- Stated task -
Express the stretch of the items below, from the line containing "trim in the photo above." through the end of the items, as a JSON list of strings with one string per line and blank lines left out.

---- Listing

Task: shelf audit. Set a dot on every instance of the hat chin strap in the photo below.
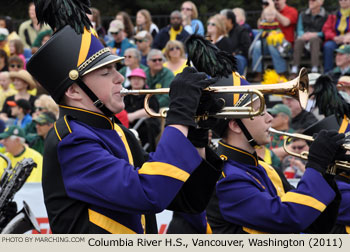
(97, 102)
(249, 137)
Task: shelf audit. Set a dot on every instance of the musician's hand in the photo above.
(199, 137)
(185, 92)
(9, 212)
(324, 149)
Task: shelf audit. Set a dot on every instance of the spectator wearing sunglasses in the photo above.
(23, 83)
(144, 23)
(294, 167)
(158, 76)
(20, 111)
(120, 42)
(143, 41)
(175, 55)
(44, 103)
(174, 31)
(43, 123)
(132, 58)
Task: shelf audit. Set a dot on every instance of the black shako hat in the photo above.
(232, 99)
(66, 57)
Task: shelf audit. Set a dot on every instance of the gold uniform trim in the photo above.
(87, 111)
(246, 153)
(65, 120)
(84, 47)
(236, 82)
(303, 200)
(252, 231)
(108, 224)
(274, 177)
(344, 125)
(123, 138)
(163, 169)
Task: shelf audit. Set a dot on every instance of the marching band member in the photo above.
(251, 197)
(95, 175)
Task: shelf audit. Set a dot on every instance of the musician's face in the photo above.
(259, 126)
(106, 83)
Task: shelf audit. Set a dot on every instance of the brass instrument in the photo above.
(296, 88)
(339, 164)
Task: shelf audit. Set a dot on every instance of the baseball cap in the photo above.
(116, 26)
(280, 108)
(313, 77)
(137, 72)
(44, 118)
(142, 35)
(22, 103)
(3, 34)
(12, 131)
(344, 81)
(344, 49)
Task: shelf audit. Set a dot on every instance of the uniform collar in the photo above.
(88, 117)
(227, 151)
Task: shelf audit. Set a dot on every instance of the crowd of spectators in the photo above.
(154, 55)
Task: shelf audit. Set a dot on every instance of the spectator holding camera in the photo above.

--------

- Worked solution -
[
  "Task: shelf audit. Set a dot on every instance of the gold uniform trim in the photo above.",
  "(87, 111)",
  "(246, 153)",
  "(65, 120)",
  "(84, 47)",
  "(236, 82)",
  "(303, 200)",
  "(252, 231)",
  "(108, 224)",
  "(274, 177)",
  "(344, 125)",
  "(123, 138)",
  "(163, 169)",
  "Task: shelf audit. Set a dot on every instance of the marching band member in the photo above.",
  "(251, 197)",
  "(95, 175)",
  "Task: shelf audit. Set a dot on every instance of the musician's face in the photo above.",
  "(259, 126)",
  "(106, 83)",
  "Task: shelf audit. Set a dot on every instance of the brass instrument in the photo above.",
  "(296, 88)",
  "(339, 164)",
  "Task: shelf audit. Set a dot on every instance of the baseball cap in the photo above.",
  "(116, 26)",
  "(280, 108)",
  "(313, 77)",
  "(137, 72)",
  "(44, 118)",
  "(142, 35)",
  "(22, 103)",
  "(3, 34)",
  "(12, 131)",
  "(344, 81)",
  "(344, 49)",
  "Task: shelf audit. Set a dot on every instance of the uniform collar in the photo above.",
  "(88, 117)",
  "(227, 151)",
  "Task: shelf audit. Set a dot on every instance of the crowd of spectators in the photo above.",
  "(154, 55)",
  "Task: shelf audit. Set a dot on every instance of the spectator holding camera in the photo above."
]